From the listing below, count the lines that contain the string "foal", then state only that number.

[RECORDS FOR THIS EXERCISE Boundary: Start]

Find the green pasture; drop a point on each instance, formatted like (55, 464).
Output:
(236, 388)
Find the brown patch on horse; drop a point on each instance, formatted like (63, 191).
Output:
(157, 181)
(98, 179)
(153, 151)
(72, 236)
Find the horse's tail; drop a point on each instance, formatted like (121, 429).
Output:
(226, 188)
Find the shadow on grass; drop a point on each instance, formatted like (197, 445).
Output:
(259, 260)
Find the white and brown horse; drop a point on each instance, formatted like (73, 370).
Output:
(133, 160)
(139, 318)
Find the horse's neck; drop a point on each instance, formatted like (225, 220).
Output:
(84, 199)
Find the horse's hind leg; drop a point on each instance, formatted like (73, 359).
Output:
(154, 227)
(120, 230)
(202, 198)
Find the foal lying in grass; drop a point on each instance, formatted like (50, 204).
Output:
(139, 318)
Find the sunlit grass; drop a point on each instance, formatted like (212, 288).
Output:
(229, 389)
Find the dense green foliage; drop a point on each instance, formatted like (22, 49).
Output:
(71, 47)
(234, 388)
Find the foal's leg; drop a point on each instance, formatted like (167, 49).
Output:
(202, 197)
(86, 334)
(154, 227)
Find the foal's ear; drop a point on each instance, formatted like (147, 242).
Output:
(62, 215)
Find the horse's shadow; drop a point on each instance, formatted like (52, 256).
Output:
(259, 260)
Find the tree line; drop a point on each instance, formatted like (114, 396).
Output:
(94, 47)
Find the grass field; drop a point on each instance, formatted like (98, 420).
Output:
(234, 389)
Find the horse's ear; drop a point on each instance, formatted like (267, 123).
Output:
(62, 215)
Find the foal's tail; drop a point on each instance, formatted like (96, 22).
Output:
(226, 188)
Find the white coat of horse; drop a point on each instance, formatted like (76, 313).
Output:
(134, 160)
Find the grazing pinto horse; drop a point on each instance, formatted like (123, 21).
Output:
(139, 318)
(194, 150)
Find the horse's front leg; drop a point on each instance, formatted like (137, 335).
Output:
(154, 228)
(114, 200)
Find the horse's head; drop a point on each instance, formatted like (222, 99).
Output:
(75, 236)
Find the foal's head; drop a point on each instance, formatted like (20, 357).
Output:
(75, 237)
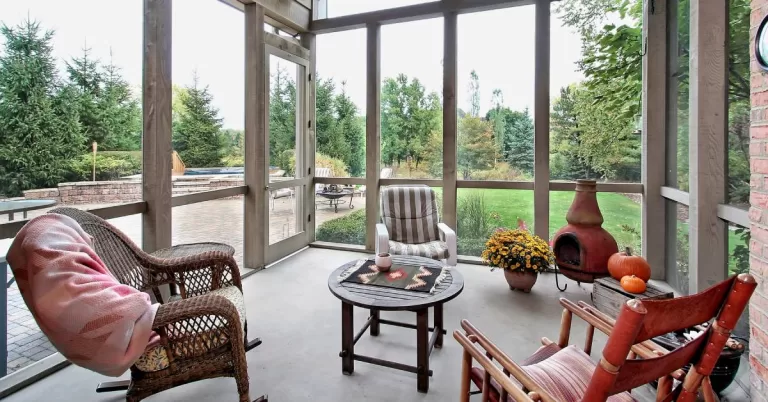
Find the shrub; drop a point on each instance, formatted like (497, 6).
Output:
(348, 229)
(110, 165)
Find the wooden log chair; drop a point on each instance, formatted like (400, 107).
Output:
(203, 329)
(558, 372)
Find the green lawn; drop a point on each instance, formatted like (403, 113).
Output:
(621, 215)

[RECORDS FOR THIS EXERCISE Boundary: End]

> THE ANSWER
5